INSTRUCTION: Reproduce the stretch from the line containing "awning shown in the photograph." through the line containing "[430,264,447,356]", changing "For full credit" to "To receive full credit" and leaving everything else unaltered.

PROVIDED MATERIAL:
####

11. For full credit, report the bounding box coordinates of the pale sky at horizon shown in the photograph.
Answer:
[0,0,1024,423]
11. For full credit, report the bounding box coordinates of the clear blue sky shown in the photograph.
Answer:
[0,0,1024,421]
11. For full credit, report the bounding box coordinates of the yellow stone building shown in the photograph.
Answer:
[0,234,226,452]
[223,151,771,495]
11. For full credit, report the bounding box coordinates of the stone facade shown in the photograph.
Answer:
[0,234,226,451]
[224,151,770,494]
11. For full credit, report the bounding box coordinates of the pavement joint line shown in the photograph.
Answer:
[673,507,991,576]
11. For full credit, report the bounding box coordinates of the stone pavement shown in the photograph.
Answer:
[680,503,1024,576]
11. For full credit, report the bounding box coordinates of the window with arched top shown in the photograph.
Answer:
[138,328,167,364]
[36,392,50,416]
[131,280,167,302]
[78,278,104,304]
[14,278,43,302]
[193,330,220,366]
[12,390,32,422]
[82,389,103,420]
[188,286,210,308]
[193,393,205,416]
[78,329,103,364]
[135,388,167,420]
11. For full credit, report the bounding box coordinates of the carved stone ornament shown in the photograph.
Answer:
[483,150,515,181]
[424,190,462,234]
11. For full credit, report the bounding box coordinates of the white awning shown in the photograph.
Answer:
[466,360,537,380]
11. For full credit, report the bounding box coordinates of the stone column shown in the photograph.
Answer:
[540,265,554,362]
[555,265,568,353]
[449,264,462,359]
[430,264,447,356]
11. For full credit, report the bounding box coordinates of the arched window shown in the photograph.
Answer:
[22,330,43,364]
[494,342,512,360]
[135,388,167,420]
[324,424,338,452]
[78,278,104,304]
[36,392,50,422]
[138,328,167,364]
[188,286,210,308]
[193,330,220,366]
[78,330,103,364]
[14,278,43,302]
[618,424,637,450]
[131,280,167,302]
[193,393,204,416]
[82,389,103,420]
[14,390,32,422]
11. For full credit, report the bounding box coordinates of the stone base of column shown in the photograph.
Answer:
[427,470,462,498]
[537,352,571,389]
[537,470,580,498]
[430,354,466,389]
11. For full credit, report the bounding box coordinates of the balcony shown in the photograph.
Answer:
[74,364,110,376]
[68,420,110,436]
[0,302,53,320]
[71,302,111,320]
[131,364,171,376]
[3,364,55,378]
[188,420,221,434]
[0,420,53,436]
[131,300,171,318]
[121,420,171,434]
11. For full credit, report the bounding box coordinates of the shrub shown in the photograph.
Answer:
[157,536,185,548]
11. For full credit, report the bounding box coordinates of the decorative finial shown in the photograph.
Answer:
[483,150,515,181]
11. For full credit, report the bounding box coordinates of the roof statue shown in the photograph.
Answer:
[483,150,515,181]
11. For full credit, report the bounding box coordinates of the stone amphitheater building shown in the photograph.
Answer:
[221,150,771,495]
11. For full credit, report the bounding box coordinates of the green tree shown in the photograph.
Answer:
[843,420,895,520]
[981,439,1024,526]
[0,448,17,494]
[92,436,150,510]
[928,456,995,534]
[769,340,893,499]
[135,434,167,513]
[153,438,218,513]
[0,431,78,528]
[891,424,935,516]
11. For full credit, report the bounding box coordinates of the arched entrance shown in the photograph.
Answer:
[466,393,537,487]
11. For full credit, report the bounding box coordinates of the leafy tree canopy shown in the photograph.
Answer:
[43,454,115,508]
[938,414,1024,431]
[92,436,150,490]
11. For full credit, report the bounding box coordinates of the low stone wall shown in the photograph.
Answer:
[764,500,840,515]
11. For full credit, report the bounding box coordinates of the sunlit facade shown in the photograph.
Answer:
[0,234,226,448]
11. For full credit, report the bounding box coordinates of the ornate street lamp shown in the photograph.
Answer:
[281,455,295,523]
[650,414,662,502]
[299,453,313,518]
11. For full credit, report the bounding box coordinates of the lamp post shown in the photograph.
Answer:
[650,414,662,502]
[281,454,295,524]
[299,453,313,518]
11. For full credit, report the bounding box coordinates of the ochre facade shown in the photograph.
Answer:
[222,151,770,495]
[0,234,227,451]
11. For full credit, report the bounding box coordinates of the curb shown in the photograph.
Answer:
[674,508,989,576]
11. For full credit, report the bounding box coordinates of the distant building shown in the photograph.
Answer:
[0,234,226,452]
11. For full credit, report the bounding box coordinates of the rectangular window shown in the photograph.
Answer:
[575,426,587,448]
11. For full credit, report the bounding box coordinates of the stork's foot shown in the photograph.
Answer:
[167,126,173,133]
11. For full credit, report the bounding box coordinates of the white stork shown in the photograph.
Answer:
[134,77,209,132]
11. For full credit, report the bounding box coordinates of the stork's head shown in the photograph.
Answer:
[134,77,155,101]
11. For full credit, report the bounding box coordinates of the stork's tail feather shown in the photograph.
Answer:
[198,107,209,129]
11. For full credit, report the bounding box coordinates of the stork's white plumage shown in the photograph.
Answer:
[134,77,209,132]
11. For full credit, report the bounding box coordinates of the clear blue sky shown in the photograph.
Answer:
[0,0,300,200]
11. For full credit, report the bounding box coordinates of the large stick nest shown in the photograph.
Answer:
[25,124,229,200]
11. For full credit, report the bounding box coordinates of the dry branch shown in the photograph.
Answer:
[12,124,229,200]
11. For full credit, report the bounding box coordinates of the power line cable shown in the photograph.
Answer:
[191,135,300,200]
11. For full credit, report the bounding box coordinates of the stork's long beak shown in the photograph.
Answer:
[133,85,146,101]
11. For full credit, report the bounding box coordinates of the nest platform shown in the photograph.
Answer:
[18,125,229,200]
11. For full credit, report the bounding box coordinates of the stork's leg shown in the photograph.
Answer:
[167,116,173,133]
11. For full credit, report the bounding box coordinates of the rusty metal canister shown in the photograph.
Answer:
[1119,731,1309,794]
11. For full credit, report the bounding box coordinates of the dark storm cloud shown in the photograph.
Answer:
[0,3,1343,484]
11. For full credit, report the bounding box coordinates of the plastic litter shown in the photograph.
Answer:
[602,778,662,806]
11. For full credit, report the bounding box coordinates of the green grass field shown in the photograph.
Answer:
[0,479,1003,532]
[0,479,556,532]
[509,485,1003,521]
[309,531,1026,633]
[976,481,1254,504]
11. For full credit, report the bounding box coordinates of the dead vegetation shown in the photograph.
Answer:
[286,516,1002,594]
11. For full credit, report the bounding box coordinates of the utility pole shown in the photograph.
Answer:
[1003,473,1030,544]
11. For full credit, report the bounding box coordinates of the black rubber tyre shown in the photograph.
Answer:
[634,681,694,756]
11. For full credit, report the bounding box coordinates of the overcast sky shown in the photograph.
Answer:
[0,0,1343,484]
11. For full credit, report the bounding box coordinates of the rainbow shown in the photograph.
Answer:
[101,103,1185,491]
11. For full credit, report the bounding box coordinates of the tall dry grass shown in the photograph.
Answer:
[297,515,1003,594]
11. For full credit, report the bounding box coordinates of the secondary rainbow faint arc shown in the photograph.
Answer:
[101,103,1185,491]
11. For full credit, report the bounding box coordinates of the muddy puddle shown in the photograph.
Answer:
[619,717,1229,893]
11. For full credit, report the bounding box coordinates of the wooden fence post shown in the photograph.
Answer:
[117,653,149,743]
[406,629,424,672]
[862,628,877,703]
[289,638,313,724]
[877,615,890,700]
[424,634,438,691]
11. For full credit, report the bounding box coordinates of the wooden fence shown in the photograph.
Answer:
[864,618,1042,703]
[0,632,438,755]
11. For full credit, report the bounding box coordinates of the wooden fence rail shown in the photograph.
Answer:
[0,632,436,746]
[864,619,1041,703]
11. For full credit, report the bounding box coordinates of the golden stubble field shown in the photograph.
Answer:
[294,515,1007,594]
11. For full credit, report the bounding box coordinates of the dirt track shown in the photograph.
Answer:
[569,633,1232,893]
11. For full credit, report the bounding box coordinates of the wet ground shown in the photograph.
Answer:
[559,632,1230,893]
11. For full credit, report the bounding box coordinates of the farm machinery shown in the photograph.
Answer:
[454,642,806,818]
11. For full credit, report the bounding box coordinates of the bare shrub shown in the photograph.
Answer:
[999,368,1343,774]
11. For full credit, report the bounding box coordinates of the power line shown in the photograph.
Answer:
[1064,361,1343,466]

####

RESPONSE BELOW:
11. To receive full credit, report the bounding box coordinates of the white awning shown in the photograph.
Answer:
[466,360,537,380]
11. To receive full credit, report the bounding box coordinates of the stone column shown in the photograph.
Answer:
[540,265,554,362]
[555,265,568,353]
[449,264,462,359]
[430,264,447,356]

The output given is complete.